··· Quoted text

The Fifth Circuit affirmed the decision of the lower court in F.T.C. v. Assail, Inc., 410 F.3d 256 (5th Cir. 2005). The Fifth Circuit noted that Kimoto retained Draskovich on January 16, 2003, to defend him in the FTC's complaint, which charged a telemarketing scheme in violation of § 5(a) of the Federal Trade Commission Act, and in any potential criminal action. 410 F.3d at 259-60. The Fifth Circuit determined that the $210,000 fee paid by Kimoto to Draskovich was subject to the initial asset freeze order that the lower court placed on Kimoto's assets. Id. at 260.
The above discussion shows that Kimoto's counsel of record in the current matter, Robert Draskovich, was also Kimoto's counsel of record when Sierra's deposition was taken on February 12, 2004, and, the Court would assume, was vigorously defending Kimoto's interests. Although neither Kimoto nor Assail appeared for this deposition, counsel for Assail's officers, Mike Henriksen and Joel Best, appeared by telephone. On the other hand, notably absent from this litigation was the Department of Justice, which prosecuted the current action. Assail was prosecuted by the FTC, an independent administrative agency with the ability to litigate in its own name in district court.
In sum, the exhibit to the deposition that Kimoto claims was suppressed by the Government was in his own hands and those of his attorney and only subsequently obtained by the Department of Justice or the United States Attorney's Office. It is not the Government's responsibility to search the record of a civil case in which Kimoto was represented by the selfsame attorney who represents him herein in order to hand him an exhibit on a silver platter.
In sum, the Court finds that there is a reasonable basis in the record for the jury's verdict, and, accordingly, it must stand. See Galati, 230 F.3d at 258 (citation omitted).
B. Motion for New Trial
Kimoto moves for a new trial based on the Government's alleged continued failure to produce complete digital evidence, destruction of exculpatory physical evidence and failure to provide Jencks material.
The Court exhaustively considered the issue of the Government's alleged failure to preserve and provide physical and digital evidence in its May 8, 2008 Order denying Kimoto's motion to dismiss. Order, Doc. 66. Kimoto again advances "the same reasons articulated in the Defense's motion to dismiss...." More specifically, Kimoto first rehashes his argument that he was unable to present an adequate defense at trial because the Government destroyed or failed to produce pallets of documents. These documents, along with hard drives, computers and servers, were allegedly seized from Specialty Outsourcing Solutions ("SOS)*fn5 by agents of the United States Secret Service and the Internal Revenue Service Criminal Investigative Division. Kimoto asserts that of 800,000 physical documents taken from SOS, the Government produced only 4,600.
Jay Lankford, a partner in SOS, testified that the United States Secret Service seized pallets of business-related documents, computers and hard drives from SOS. Lankford (April 3, 2008) 137:16-25; 138:15-18. The computers and hard drives were returned but not the documents. Id. 10-14. Lankford did not, however, testify that all of the records seized were Assail customer inquiry forms or that all of the documents generated in the year-and-a-half relationship between Assail and SOS were retained. Rather, Lankford testified that the pallets of information contained internal working documents, payroll and accounting documents. See id. at 138:1-7. When asked if he was aware of how many documents were at SOS, Lankford responded, "No, sir. Couldn't tell you." Id. 138:8-10.

······
··· Items

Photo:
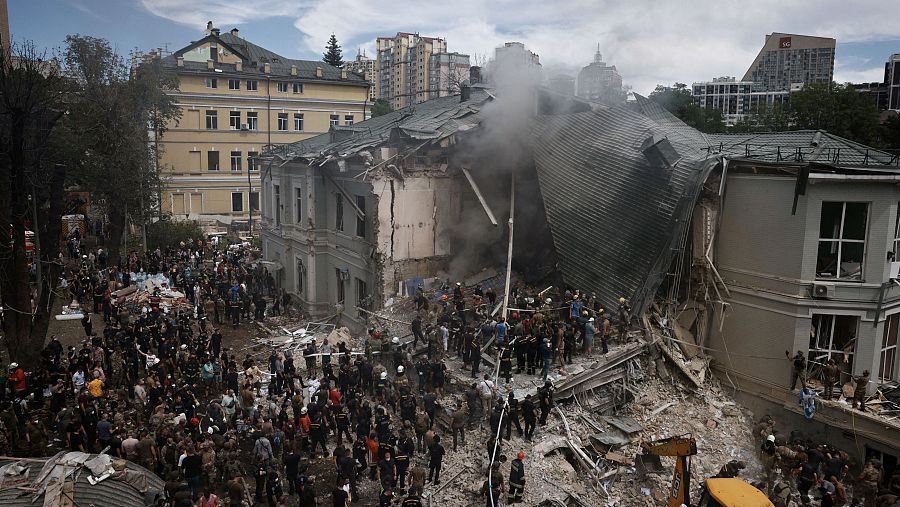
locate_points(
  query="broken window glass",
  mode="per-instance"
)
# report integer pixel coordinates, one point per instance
(842, 240)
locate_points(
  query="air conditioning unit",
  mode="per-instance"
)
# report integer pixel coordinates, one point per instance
(823, 290)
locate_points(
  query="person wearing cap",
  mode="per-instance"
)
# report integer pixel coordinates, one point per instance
(516, 479)
(16, 379)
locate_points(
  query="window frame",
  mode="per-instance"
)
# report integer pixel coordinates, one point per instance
(209, 161)
(339, 212)
(298, 203)
(212, 119)
(241, 210)
(236, 161)
(814, 352)
(361, 225)
(887, 358)
(840, 241)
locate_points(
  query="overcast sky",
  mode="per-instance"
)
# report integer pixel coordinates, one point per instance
(650, 41)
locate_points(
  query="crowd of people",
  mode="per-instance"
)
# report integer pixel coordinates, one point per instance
(799, 471)
(156, 385)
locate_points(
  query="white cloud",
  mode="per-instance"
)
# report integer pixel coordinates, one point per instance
(649, 41)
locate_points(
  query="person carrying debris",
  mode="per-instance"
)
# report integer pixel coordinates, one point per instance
(516, 479)
(624, 318)
(859, 393)
(545, 395)
(832, 377)
(798, 368)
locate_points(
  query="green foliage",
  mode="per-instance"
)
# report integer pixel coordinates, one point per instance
(380, 107)
(111, 110)
(332, 55)
(168, 232)
(678, 101)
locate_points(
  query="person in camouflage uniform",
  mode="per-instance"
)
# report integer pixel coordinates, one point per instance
(867, 483)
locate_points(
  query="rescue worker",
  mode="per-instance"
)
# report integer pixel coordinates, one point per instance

······

### [Problems]
#1 Pick out and copy each line of the records that contains the string "window". Case counts.
#2 Write the next part of the court opinion on Kimoto's motions, starting right after its last sentence.

### [The answers]
#1
  query="broken window glass",
  query="window frame",

#2
Without citation to the record, Kimoto asserts that Lankford "specifically testified" that approximately 8,000 handwritten documents were "produced[d] on a daily basis" and that they were preserved utilizing methodology consistent with the relative handful at trial. Lankford testified that between 6,400 and 8,000 complaining customers called each day (Id. 89:7-10), but he did not testify that every call was notated in writing. He stated, rather, that the calls "should have been" notated but "it was updated and you hoped it was updated in the system as well. Id. 219:25-220:3. A careful review of the transcript provides no support for Kimoto's conclusory assertion that all handwritten documents were preserved utilizing a methodology consistent with the documents offered at trial. There is no testimony that supports Kimoto's assertion that the Government actually destroyed nearly 800,000 documents.
According to the testimony of Postal Inspector Floyd Adam Latham at the hearing on Kimoto's motion to dismiss, the Secret Service seized thirty-three boxes of documents from SOS, all of which were made available to the defense. Latham also testified that hard drives seized from SOS were returned and that no computer evidence was destroyed.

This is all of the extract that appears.